- _WRITTEN INSTRUCTION 1_
Quote each phrase in the recycling update where "zero waste" appears, in any capitalization.
- _WRITTEN INSTRUCTION 2_
Carry the recycling update forward from its last sentence.

- _EXCERPT PROVIDED_

--- begin ---

ZERO WASTE NEWS & CURRENT ISSUES
October 5th 2018,
UPDATES ON RECYCLING | A GLOBAL ISSUE
At the start of 2018, China began to push back on the low quality to restrict the import of recyclable commodities due to excessive contamination levels has exposed a major vulnerability of the recycling industry and recycling programs – mainly the drastically slipping levels of quality that have resulted from single stream and cart collection programs and the proliferation of difficult to recycle single use plastic packaging. Compounded now with tariffs, this is causing major disruption in the recycling industry. Read More Here
Eureka Recycling markets most of our materials locally but the loss of export market has flooded domestic markets and we are suffering from the resulting depressed market values (low or no revenues for recyclables and some even cost to get recycled.) We have made decisions over the last 18 years to work with local markets and send materials for higher environmental impacts that at times, resulted in less revenue for the organization. However, as a result of recycling towards Zero Waste and not just profit for the last 18 years, our quality materials and relationship with end markets are positioning us to weather this storm.
In the long run, we believe that there is a significant opportunity to implement solutions to the current problem that will move us closer to a truly circular economy and zero waste society. Stay in touch to learn more and in the mean time, thanks for continuing to work on reducing your waste and recycling all acceptable materials.

--- end ---

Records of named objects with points
--- begin ---

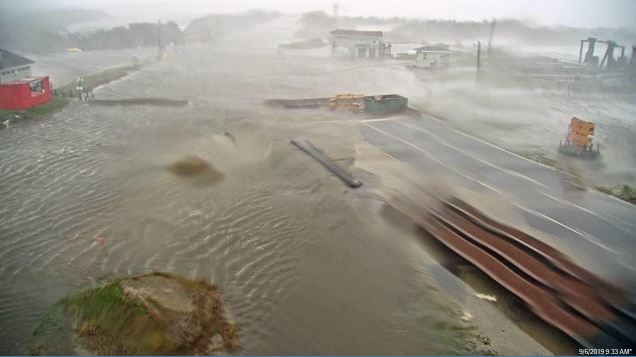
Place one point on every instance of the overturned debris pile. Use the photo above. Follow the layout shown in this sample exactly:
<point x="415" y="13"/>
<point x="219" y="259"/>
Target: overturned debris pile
<point x="593" y="312"/>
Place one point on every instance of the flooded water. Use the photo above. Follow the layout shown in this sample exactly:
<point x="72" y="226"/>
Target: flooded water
<point x="305" y="265"/>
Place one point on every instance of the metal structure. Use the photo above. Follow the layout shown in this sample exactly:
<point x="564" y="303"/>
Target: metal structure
<point x="385" y="104"/>
<point x="593" y="312"/>
<point x="608" y="60"/>
<point x="347" y="102"/>
<point x="589" y="55"/>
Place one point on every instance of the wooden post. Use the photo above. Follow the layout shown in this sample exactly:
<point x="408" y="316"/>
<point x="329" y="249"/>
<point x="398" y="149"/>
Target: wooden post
<point x="478" y="56"/>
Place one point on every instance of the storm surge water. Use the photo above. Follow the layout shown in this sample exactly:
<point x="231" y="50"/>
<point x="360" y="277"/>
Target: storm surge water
<point x="91" y="193"/>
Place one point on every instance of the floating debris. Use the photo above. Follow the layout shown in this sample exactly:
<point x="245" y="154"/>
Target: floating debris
<point x="486" y="297"/>
<point x="194" y="165"/>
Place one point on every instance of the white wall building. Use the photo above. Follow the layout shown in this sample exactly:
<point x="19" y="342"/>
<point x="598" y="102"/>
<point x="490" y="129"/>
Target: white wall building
<point x="432" y="57"/>
<point x="359" y="44"/>
<point x="13" y="67"/>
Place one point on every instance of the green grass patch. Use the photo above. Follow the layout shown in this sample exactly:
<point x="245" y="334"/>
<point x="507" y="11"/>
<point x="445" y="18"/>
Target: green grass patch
<point x="120" y="318"/>
<point x="116" y="323"/>
<point x="38" y="111"/>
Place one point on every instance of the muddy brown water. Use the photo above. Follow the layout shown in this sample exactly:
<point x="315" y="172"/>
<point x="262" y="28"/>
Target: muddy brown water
<point x="305" y="265"/>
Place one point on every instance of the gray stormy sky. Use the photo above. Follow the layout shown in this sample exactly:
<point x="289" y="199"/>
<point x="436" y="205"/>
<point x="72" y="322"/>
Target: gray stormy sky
<point x="575" y="13"/>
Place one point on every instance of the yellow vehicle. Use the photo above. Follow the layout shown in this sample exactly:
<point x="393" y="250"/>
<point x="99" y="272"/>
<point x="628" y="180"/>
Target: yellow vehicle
<point x="578" y="140"/>
<point x="349" y="102"/>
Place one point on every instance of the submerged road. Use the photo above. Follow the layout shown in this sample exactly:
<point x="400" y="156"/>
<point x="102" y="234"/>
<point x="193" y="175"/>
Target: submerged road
<point x="597" y="231"/>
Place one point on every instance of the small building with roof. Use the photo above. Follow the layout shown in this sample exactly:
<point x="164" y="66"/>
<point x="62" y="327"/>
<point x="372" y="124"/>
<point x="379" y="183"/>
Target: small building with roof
<point x="25" y="93"/>
<point x="358" y="44"/>
<point x="434" y="56"/>
<point x="13" y="66"/>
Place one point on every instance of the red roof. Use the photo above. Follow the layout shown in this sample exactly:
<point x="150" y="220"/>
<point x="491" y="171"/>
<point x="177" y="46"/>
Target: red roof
<point x="22" y="81"/>
<point x="357" y="33"/>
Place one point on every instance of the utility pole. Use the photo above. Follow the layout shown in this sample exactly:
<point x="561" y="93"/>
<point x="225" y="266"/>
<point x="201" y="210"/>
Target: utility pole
<point x="492" y="31"/>
<point x="159" y="36"/>
<point x="478" y="56"/>
<point x="478" y="73"/>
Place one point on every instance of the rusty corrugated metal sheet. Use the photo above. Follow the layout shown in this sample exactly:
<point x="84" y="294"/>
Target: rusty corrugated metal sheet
<point x="557" y="290"/>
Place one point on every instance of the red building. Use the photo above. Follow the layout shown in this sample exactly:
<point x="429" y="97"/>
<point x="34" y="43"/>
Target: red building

--- end ---

- _FINAL ANSWER 1_
- "ZERO WASTE NEWS & CURRENT ISSUES"
- "recycling towards Zero Waste"
- "a truly circular economy and zero waste society"

- _FINAL ANSWER 2_
So if we didn’t know it before – we sure know it now! Recycling really is a global system. While the Chinese ban has hurt, the pushback against exporting waste buried in our recycling has forced the recycling industry to face harsh realities. It has also created a variety of opportunities to move recycling towards the goals of zero waste and a circular economy. The US lags in leadership here but the EU is leading in this initiative and laws expected to pass there this Fall can change the game for the entire world. Read More Here …. AND HERE
Some highlights of the EU plans:
90% collection target on plastic bottles by 2025;
Ban on single-use plastic which contributes to 50% of marine litter;
Bring nations together to save our oceans through G7 commitments (US and Japan did not sign)
Increase Extended Producer Responsibility for single-use plastic food and beverage containers.
IN LOCAL NEWS
Amber Haukedahl, Kate Marnach and Nathan Crymble are working on starting Minnesota’s first Zero Waste market, Tare Market. While they are only doing pop-up shops and events right now, they are currently planning their inventory for their brick and mortar store, including sustainable living products (like a bamboo straw or a nut milk bag or a reusable grocery bag), shelf-stable goods, (like pantry products or spices), and health and beauty products rarely found in plastic-free packaging.
Next few pop-ups:
Babies & Brews
September 30, 2018, 2 pm – 4 pm
Able Seedhouse & Brewery, 1121 Quincy Street NE, Minneapolis, MN 55413
Pop-up Shop @ Patagonia
October 13 & 14, 2018, 10 am – 4 pm (Sat) & 11 am – 4 pm (Sun)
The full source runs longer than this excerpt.